Когда в разных изданиях, в СМИ и т.п. пишут и говорят о туманном Альбионе, смогах в Лондоне и других городах Великобритании, то мало кто представляет, что на самом деле представляет собой этот смог.
Помню, однажды мы с родителями были в Торгпредстве на каком-то мероприятии. Решив пойти домой, мы не узнали окружающую нас местность: всё вокруг было залито, как бы, молоком с запахом железнодорожной копоти, видимость не позволяла увидеть не только кистей рук, но даже и локтей. Фонари ничего не освещали, и их самих не было видно. Полицейский, дежуривший у входа в Торгпредство, сказал нам, когда мы ощупью на него наткнулись, что хозяева домов и дворники натянули между фонарными столбами веревки, по которым нам и следовало идти.
Время было достаточно позднее, так что мы столкнулись с идущим нам навстречу человеком только один раз. Испытание пришло на единственном на нашем пути перекрестке, при переходе через улицу: взявшись за руки, мы гусиным шагом двинулись в сторону, якобы, противоположной стороны, но не наткнулись ни на тротуар, ни на столб, ни на веревку. Папа приказал остановиться, а мы с мамой уже начали всплакивать: что такое, где мы, что случилось. По приказу папы мы замолкли и несколько минут простояли на месте в полной тишине, пока не услышали коротких гудков, которые в чрезвычайной ситуации издавали маневровые паровозы на станции. Тогда мы двинулись в сторону гудков, хотя мне казалось, что они раздаются в тумане со всех сторон. Оказалось, что за счет гусиного шага мы несколько переоценили пройденную нами часть дороги, не дойдя до тротуара каких-то полметра. В детстве, когда я болел с высокой температурой, мне часто снился этот пережитый ужас: плотный обволакивающий туман с запахом гари, тщетное желание что-либо увидеть или, хотя бы, до кого-либо докричаться.

***

§ **Что сделать**:
**1)** Выпишите из воспоминаний о лондонском смоге отрывок между словами «Помню, однажды мы» и «и следовало идти.», включая эти слова.
**2)** По каким звукам семья нашла направление в тумане, судя по воспоминаниям о лондонском смоге?
**3)** Продолжите воспоминания о лондонском смоге, начав сразу после их последнего предложения.
Записи ниже взяты из другого источника.

§ **Данные**:
***

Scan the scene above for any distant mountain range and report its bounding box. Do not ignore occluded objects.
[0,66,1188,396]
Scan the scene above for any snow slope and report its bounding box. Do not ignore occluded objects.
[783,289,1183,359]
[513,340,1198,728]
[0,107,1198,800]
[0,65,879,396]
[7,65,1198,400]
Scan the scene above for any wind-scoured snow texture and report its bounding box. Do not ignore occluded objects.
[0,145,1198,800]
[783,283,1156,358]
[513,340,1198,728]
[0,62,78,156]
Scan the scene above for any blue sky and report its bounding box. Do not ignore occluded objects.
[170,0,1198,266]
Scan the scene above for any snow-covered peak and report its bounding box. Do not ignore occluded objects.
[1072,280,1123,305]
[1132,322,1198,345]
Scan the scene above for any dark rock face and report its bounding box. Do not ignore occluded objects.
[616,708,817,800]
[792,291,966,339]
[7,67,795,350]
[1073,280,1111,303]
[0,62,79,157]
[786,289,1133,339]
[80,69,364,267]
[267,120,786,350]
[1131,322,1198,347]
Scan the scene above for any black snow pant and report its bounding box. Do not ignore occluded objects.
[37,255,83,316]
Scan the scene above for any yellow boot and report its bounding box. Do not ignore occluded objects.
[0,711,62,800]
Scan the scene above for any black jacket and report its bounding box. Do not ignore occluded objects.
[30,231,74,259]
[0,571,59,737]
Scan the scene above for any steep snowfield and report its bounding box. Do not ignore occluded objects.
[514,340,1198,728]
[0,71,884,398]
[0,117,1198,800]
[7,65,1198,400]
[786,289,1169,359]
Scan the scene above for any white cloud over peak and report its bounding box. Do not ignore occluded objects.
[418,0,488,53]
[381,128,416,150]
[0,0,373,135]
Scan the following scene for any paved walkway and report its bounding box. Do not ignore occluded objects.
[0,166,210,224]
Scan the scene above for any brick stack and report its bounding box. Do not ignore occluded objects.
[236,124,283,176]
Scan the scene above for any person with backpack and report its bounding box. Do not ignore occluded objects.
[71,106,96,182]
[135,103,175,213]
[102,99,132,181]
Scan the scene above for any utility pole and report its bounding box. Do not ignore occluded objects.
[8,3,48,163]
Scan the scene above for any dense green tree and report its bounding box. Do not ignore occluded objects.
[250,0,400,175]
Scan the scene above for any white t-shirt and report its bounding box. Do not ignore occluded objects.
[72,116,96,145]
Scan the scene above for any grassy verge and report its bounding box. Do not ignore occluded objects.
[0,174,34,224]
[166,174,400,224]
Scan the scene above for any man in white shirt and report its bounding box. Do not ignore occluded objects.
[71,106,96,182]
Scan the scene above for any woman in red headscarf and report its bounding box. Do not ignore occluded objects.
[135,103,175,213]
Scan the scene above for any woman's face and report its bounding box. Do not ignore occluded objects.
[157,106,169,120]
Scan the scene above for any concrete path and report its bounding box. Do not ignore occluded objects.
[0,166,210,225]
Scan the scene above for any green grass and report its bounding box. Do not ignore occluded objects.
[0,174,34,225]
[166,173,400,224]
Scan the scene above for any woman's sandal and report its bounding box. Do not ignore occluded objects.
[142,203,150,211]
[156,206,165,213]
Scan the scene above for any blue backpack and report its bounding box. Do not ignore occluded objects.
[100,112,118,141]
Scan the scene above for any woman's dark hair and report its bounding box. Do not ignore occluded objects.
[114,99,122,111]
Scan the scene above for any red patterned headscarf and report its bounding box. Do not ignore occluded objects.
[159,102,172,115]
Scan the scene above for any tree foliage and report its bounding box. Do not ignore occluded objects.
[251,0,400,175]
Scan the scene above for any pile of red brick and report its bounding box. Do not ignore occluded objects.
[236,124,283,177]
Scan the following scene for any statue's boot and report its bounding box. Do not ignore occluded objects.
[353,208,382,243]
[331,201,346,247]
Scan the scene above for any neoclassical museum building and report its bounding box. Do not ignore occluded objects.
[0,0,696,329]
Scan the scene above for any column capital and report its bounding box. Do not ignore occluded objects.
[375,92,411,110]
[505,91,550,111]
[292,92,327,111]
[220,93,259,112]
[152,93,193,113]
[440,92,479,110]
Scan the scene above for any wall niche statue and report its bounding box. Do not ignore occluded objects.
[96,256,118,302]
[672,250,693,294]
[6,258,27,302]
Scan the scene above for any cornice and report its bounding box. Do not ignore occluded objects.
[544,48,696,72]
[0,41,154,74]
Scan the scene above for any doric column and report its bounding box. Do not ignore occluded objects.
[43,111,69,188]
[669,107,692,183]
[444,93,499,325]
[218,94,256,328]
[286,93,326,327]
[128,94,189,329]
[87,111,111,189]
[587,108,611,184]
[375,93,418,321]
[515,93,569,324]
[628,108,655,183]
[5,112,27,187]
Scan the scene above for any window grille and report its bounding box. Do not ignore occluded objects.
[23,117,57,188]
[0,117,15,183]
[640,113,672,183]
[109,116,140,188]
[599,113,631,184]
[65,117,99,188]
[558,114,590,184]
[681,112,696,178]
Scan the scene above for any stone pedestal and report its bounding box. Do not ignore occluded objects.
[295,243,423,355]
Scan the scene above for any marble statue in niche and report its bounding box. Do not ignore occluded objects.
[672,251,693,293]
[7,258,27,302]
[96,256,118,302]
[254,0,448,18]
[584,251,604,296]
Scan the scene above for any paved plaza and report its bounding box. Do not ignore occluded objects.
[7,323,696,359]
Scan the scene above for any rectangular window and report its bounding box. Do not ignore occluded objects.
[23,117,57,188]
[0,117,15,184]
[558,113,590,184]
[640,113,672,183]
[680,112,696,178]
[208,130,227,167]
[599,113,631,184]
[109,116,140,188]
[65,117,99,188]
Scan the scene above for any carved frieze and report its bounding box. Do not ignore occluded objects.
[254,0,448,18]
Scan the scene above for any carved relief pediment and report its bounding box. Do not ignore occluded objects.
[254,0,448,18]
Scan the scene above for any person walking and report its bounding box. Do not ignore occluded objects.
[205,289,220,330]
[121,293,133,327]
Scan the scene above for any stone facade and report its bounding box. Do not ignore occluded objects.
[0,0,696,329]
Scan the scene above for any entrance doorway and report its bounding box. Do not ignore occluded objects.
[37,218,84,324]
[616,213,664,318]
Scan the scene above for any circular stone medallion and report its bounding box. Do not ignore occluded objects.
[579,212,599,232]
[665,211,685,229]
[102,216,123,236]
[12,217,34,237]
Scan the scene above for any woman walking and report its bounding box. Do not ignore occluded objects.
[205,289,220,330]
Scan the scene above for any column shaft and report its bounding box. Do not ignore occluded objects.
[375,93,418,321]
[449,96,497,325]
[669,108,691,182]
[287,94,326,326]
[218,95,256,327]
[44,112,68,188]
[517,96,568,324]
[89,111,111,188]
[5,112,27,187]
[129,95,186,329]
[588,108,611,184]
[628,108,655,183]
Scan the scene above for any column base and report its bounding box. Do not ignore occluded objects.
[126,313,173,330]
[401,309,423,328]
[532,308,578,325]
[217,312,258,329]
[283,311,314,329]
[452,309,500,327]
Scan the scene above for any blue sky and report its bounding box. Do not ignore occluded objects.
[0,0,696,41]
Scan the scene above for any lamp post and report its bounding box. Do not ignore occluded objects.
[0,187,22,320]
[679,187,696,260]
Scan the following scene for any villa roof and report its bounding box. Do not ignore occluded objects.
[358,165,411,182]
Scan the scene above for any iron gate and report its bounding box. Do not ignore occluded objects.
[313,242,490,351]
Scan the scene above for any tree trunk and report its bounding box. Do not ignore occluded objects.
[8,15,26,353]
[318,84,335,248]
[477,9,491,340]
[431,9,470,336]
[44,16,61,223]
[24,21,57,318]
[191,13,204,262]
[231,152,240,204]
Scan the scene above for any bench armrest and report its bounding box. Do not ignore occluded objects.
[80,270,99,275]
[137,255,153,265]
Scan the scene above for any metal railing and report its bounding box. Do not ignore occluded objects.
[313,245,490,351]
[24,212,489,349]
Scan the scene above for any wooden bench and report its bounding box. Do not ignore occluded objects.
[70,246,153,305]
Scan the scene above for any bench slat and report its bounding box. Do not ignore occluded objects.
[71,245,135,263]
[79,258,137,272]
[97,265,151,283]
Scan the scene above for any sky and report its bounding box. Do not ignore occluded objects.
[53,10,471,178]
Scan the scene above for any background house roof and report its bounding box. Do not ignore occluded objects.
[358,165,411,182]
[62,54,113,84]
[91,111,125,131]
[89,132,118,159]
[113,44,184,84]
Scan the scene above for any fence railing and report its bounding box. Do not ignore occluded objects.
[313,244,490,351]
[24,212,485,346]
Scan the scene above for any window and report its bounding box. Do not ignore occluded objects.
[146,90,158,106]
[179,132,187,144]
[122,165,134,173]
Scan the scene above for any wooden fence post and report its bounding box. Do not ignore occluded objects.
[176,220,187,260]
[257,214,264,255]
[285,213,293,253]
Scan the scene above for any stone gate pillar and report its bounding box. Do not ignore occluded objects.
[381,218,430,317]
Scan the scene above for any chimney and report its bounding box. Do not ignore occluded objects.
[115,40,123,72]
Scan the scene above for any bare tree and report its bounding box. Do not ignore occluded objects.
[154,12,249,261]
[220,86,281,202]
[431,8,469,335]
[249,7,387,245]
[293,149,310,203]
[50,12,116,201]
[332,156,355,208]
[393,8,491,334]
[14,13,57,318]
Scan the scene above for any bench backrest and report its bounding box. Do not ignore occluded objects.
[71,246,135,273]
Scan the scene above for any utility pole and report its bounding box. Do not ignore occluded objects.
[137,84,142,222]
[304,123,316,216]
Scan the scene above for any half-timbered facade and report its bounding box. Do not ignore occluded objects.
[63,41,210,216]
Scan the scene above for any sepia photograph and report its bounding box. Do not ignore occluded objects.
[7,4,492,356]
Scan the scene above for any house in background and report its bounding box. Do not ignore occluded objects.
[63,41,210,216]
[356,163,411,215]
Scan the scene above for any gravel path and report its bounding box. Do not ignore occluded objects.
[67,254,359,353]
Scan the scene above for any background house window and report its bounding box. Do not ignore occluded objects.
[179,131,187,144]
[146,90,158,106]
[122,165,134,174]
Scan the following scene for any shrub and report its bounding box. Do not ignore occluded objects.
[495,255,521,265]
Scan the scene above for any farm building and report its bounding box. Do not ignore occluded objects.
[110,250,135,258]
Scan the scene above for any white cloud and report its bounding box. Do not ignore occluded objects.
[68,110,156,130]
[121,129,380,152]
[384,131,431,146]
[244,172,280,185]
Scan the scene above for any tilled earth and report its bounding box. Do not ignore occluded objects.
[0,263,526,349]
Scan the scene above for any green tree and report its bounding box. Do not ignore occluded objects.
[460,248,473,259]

***

§ **Ответы**:
**1)**
Помню, однажды мы с родителями были в Торгпредстве на каком-то мероприятии. Решив пойти домой, мы не узнали окружающую нас местность: всё вокруг было залито, как бы, молоком с запахом железнодорожной копоти, видимость не позволяла увидеть не только кистей рук, но даже и локтей. Фонари ничего не освещали, и их самих не было видно. Полицейский, дежуривший у входа в Торгпредство, сказал нам, когда мы ощупью на него наткнулись, что хозяева домов и дворники натянули между фонарными столбами веревки, по которым нам и следовало идти.

**2)** По коротким гудкам маневровых паровозов на станции.

**3)**
Когда я работал в Лицензинторге, то дважды зимой был в командировках в Лондоне – никакого тумана, а тем более смога я не видел. Мои партнеры по переговорам объяснили мне, что с переходом на централизованное отопление газом и нефтью эти явления практически прекратились.
В своих командировках я почти не узнал территорию Торгпредства: бомбоубежище, которое после войны использовалось как склад натурального каучука, закупавшегося для нужд страны, было стерто с лица Земли. На месте чудесного яблоневого сада с прудом и фонтаном, теннисного корта и любимого места наших детских игр – многоствольной вековой акации был построен жилой дом. Да и само здание Торгпредство претерпело значительное изменение.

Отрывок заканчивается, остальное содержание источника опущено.